### Objective
Please rewrite the listing below, changing "exact location" to "precise position" everywhere it occurs and keeping everything else the same.

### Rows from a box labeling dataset
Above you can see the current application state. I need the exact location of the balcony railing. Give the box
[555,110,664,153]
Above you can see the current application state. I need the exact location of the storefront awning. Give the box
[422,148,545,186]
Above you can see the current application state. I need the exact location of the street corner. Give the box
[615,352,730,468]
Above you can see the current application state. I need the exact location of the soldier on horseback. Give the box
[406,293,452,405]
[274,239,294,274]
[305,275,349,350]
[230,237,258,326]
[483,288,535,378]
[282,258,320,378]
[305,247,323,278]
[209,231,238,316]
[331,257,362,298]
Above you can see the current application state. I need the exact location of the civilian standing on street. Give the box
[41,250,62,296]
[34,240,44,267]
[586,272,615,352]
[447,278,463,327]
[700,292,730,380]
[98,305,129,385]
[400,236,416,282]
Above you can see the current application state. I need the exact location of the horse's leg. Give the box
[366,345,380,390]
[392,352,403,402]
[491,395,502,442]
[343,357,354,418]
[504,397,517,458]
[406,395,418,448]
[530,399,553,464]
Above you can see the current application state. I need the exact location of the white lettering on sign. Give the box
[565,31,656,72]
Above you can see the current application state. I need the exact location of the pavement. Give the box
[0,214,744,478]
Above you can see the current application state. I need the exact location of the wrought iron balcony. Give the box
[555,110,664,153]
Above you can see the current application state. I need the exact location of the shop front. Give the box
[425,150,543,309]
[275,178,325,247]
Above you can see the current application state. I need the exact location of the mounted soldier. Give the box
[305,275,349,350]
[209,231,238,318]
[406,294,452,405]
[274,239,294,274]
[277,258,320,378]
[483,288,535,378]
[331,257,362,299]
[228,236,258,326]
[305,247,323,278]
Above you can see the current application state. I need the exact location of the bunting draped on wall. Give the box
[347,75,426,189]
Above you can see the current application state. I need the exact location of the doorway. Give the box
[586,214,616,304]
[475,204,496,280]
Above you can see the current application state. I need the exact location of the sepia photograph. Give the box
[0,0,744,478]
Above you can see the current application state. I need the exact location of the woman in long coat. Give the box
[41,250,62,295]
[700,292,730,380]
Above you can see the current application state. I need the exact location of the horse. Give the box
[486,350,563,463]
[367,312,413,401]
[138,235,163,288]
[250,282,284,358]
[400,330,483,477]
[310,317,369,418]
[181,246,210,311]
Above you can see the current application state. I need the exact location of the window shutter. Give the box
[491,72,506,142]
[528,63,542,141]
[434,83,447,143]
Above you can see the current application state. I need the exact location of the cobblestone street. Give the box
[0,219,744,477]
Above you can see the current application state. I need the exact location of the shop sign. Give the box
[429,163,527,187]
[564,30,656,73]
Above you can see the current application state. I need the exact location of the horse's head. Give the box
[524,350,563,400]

### Reply
Above you can see the current application state. I need the precise position of the balcony railing. Give the box
[555,110,664,153]
Above you can see the current application state. I need the precise position of the storefront awning. Give the box
[422,148,545,186]
Above you can see the current application state. I need the precise position of the street corner. Give the box
[615,352,730,468]
Above you can see the current application state. I need the precise position of the soldier on horseback. Give the box
[406,293,452,405]
[274,239,294,274]
[305,275,349,350]
[230,237,258,326]
[483,288,535,378]
[282,258,320,378]
[305,247,323,278]
[209,231,238,316]
[331,257,362,298]
Above you can see the current application state. I need the precise position of the civilian standing on street. Give the box
[41,250,62,296]
[34,240,44,267]
[586,272,615,352]
[447,278,463,327]
[700,292,730,380]
[98,305,129,385]
[400,236,416,282]
Above you can see the current application state. I need the precise position of the horse's leg. Give the box
[366,345,380,390]
[392,352,403,402]
[491,395,502,442]
[343,357,354,418]
[504,397,517,458]
[406,395,418,448]
[530,399,553,464]
Above you can see the current application state. I need the precise position of the white lettering on sign. Give the box
[565,31,656,72]
Above you can see the current application state. I need the precise position of the pavement. Give the box
[0,214,744,478]
Above you can see the current application state. I need the precise position of the wrought iron balcony. Give the box
[555,110,664,153]
Above you can see the current application state. I need the precise position of the shop front. Give the box
[425,150,543,309]
[275,178,325,247]
Above you can see the current application state. I need the precise position of the mounted soldier. Give the box
[305,275,349,350]
[209,231,238,318]
[406,294,452,405]
[274,239,294,274]
[277,258,320,378]
[483,288,535,378]
[331,257,362,299]
[228,236,258,326]
[305,247,323,278]
Above you can see the current application state. I need the precise position of the bunting draped on wall. Give the box
[347,75,426,189]
Above you can see the current application state. I need the precise position of the doorway. Give the box
[586,214,616,304]
[475,204,496,280]
Above you can see the current application state. I need the precise position of the sepia photograph. Give the box
[0,0,744,478]
Above you can see the current application state. I need the precise position of the woman in long coat. Give the box
[41,250,62,295]
[700,292,730,380]
Above you can see the current application state. I need the precise position of the horse. Give the box
[486,350,563,463]
[367,312,413,401]
[138,235,163,288]
[250,282,284,358]
[400,330,483,477]
[310,317,369,418]
[181,246,210,311]
Above you can see the current application state. I need the precise position of the window shutter. Give the box
[491,72,506,142]
[528,63,542,141]
[434,83,447,143]
Above you can see the current application state. I need the precise position of the cobblestone street. Give the box
[0,219,744,477]
Above you can see the current application state. I need the precise position of the shop sign. Give the box
[429,163,527,187]
[564,30,656,73]
Above you can see the current application state. I need the precise position of the horse's head. Give the box
[524,350,563,400]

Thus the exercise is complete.